Records provided:
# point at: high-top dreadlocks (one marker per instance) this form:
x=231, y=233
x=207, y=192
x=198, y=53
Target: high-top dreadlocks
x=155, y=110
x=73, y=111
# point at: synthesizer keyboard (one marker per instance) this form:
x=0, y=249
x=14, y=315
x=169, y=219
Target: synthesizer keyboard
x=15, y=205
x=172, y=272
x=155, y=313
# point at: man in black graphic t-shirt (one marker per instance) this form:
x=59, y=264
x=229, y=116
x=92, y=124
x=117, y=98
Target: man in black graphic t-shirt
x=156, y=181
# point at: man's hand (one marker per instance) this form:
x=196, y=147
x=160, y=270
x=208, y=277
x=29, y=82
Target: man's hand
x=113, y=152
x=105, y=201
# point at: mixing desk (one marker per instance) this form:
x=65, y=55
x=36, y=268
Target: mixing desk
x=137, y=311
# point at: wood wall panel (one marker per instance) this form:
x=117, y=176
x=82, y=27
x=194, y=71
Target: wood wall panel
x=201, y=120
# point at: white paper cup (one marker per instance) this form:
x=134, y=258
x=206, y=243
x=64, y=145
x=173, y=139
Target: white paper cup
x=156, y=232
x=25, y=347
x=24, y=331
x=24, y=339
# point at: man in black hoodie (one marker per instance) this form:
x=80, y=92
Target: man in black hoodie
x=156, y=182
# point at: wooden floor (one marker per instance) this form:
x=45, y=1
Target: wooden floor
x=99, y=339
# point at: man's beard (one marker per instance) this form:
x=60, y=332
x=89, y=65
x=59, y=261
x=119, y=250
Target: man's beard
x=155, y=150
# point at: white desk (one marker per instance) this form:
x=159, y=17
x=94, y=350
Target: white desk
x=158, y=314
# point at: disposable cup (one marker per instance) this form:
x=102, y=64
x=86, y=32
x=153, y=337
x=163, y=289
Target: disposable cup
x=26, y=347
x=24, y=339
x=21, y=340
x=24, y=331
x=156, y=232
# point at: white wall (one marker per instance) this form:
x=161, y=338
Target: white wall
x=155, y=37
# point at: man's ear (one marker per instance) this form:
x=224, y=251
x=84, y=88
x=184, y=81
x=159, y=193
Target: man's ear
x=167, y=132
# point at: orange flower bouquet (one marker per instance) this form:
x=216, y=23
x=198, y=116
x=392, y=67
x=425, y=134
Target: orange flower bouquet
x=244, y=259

Activity: The whole listing above is to be restated word for word.

Problem solution:
# point at: high-top dreadlocks (one marker per instance) this form:
x=231, y=233
x=207, y=192
x=198, y=53
Target: high-top dreadlocks
x=155, y=110
x=73, y=111
# point at: synthesizer keyboard (one marker per instance) this form:
x=0, y=249
x=14, y=315
x=169, y=219
Target: synthesizer keyboard
x=15, y=205
x=172, y=272
x=155, y=313
# point at: man in black graphic t-shirt (one marker per instance) this form:
x=59, y=264
x=229, y=116
x=92, y=124
x=117, y=98
Target: man in black graphic t-shirt
x=156, y=181
# point at: man's hand (one marker per instance) this form:
x=196, y=147
x=160, y=270
x=208, y=277
x=29, y=82
Target: man's hand
x=113, y=152
x=105, y=201
# point at: mixing desk (one marker per instance) this form:
x=65, y=55
x=36, y=268
Target: mixing desk
x=137, y=311
# point at: wood wall panel (one marker per instance) this form:
x=117, y=176
x=82, y=27
x=194, y=71
Target: wood wall panel
x=201, y=120
# point at: white paper cup (one marker per instance) this form:
x=134, y=258
x=206, y=243
x=64, y=145
x=173, y=139
Target: white paper cup
x=156, y=232
x=25, y=347
x=24, y=331
x=24, y=339
# point at: man in black hoodie (one marker per instance) this form:
x=80, y=92
Target: man in black hoodie
x=156, y=182
# point at: wooden floor (one marker per instance) this form:
x=45, y=1
Target: wooden floor
x=99, y=339
# point at: man's beard (one marker per instance) this form:
x=60, y=332
x=89, y=65
x=59, y=261
x=119, y=250
Target: man's beard
x=155, y=150
# point at: white desk (one marker per instance) this form:
x=159, y=17
x=94, y=350
Target: white desk
x=158, y=314
# point at: disposable cup (one marker per instance) this form:
x=102, y=64
x=86, y=32
x=153, y=337
x=163, y=289
Target: disposable cup
x=26, y=347
x=24, y=339
x=21, y=340
x=24, y=331
x=156, y=232
# point at: white wall (one marker per instance) this form:
x=161, y=338
Target: white wall
x=155, y=37
# point at: man's ear (one marker per instance) this form:
x=224, y=251
x=84, y=88
x=184, y=81
x=159, y=193
Target: man's ear
x=167, y=132
# point at: orange flower bouquet (one marker per instance) this form:
x=216, y=23
x=198, y=116
x=392, y=67
x=425, y=134
Target: orange flower bouquet
x=244, y=259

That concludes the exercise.